Goal a
Update the listing from its first line through the line containing "[[[0,150],[13,148],[13,125],[12,123],[0,124]]]", replacing "marble" with "granite" and leaving everything else unchanged.

= Smilers sheet =

Stamp Show 2000 smilers sheet with generic labels

Smilers is the name given to Britain's personalised stamps. Personalised stamp sheets (or P-Stamps) were first issued by Australia Post in the summer of 1999.

==History==
Personalized stamp sheets were first issued by the Post Office (subsequently renamed Royal Mail) to coincide with The Stamp Show 2000, Britain's international stamp exhibition held in May 2000 at Earls Court.

The "Smilers" A4-sized stamp sheets contained ten se-tenant "smiles" stamps with a generic label design. Personalised versions of these stamp sheets were made available to the public at special photo-booths throughout the 2000 Stamp Show held in London. The cost for a single sheet of ten stamps and personalised photo labels was £5.95 (£10.00 for two sheets; equivalent to a premium of £4.80 on the cost of twenty stamps). The cost in March 2008 was £13.50 per single sheet of twenty first-class stamps or £12.50 for two or more sheets (a premium of £6.70 over face value).

This service proved popular to visitors attending the show, arguably due to its novelty value, but later attempts to continue the Smilers sheet format with other stamp designs was initially not so popular. This can be attributed to the novelty value having worn off and the premium charged above face value. As a result, the subsequent four or five Smilers sheet issues are now scarce. The 2000 Christmas sheets featured designs of a robin in the aperture of a pillar box and Father Christmas holding a Christmas cracker that had first appeared in 1995 and 1997. The 2001 sheets were even less popular when issued, as they featured those same designs again, the only difference being the addition of the word "Smilers" and the name Consignia in place of Post Office on the selvage.

Dataset records

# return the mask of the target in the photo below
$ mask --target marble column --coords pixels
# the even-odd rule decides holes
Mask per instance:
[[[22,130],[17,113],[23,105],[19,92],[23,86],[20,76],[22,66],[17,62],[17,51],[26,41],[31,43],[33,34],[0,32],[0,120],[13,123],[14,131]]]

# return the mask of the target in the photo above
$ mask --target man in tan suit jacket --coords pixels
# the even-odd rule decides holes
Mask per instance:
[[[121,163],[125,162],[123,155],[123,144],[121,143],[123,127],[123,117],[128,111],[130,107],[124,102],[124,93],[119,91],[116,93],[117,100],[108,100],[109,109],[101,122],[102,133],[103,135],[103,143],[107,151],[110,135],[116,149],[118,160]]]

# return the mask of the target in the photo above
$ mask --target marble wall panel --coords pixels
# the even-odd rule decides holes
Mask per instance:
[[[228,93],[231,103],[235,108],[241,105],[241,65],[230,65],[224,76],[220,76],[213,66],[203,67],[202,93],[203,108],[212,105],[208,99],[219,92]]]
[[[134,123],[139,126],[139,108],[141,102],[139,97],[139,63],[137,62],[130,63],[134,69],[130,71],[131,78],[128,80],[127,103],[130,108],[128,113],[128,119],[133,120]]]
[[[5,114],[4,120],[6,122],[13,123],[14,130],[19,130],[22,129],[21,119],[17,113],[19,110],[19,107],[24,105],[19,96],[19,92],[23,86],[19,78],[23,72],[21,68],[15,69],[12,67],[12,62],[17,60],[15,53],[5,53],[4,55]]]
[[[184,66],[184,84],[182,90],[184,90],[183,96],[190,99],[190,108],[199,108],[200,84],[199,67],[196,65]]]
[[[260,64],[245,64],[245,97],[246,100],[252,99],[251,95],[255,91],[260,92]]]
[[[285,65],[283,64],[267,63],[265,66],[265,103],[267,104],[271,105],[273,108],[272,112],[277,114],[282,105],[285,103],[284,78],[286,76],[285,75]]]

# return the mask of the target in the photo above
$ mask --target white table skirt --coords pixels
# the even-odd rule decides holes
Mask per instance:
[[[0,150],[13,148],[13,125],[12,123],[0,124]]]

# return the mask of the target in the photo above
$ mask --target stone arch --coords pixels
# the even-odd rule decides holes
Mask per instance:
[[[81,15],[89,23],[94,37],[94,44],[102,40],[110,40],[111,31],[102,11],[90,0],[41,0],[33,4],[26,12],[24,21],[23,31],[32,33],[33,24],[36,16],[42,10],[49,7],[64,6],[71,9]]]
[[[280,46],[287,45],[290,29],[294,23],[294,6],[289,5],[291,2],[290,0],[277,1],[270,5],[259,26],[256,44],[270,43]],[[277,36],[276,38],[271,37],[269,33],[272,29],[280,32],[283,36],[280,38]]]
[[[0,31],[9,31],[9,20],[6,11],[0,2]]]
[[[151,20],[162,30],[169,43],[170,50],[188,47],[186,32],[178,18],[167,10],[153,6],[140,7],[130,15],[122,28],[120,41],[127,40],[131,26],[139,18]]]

Goal b
Answer these questions using the Smilers sheet article.
(i) Which postal service first issued personalized stamp sheets, and when?
(ii) At what venue was The Stamp Show 2000 held?
(iii) What name took the place of Post Office on the selvage of the 2001 sheets?

Full output a
# return the mask of the target in the photo below
$ mask --target granite column --coords pixels
# the even-odd rule decides holes
Mask per instance:
[[[22,130],[17,113],[23,105],[19,92],[23,86],[20,76],[22,66],[17,62],[17,51],[26,41],[31,43],[33,34],[0,32],[0,120],[13,123],[14,131]]]

# return the mask of the target in the photo above
$ mask --target man in tan suit jacket --coords pixels
# the even-odd rule decides holes
Mask per instance:
[[[121,163],[125,162],[123,155],[123,144],[121,143],[123,127],[123,117],[128,111],[130,107],[124,102],[124,93],[119,91],[116,93],[117,100],[108,100],[109,109],[101,122],[102,133],[103,135],[103,143],[107,151],[110,135],[116,149],[118,160]]]

# return the mask of the target in the photo above
$ mask --target granite wall panel --coords pixels
# the even-odd rule decides holes
Mask per instance:
[[[228,93],[231,103],[235,108],[241,105],[241,65],[230,65],[224,76],[220,76],[213,66],[203,67],[202,93],[203,108],[212,105],[208,99],[219,92]]]
[[[134,123],[139,126],[139,108],[141,102],[139,97],[139,63],[137,62],[130,63],[134,69],[130,71],[131,78],[128,80],[127,103],[130,108],[128,113],[128,119],[133,120]]]
[[[5,114],[4,120],[6,122],[13,123],[14,130],[19,130],[22,129],[21,119],[17,113],[19,110],[19,107],[24,105],[19,96],[19,92],[23,86],[19,78],[23,72],[21,68],[15,69],[12,67],[12,62],[17,60],[15,53],[5,53],[4,55]]]
[[[184,66],[184,84],[182,90],[184,90],[183,96],[190,99],[190,108],[199,108],[200,84],[199,67],[196,65]]]
[[[260,64],[245,64],[245,97],[246,100],[252,99],[251,95],[255,91],[260,92]]]
[[[285,65],[283,64],[267,63],[265,66],[265,103],[267,104],[271,105],[273,108],[272,112],[277,114],[282,105],[285,103],[284,78],[286,76],[285,75]]]

# return the mask of the target in the photo above
$ mask --target white table skirt --coords pixels
# the even-odd rule decides holes
Mask per instance:
[[[0,150],[13,148],[13,125],[12,123],[0,124]]]

Full output b
(i) Australia Post, in the summer of 1999.
(ii) Earls Court.
(iii) Consignia.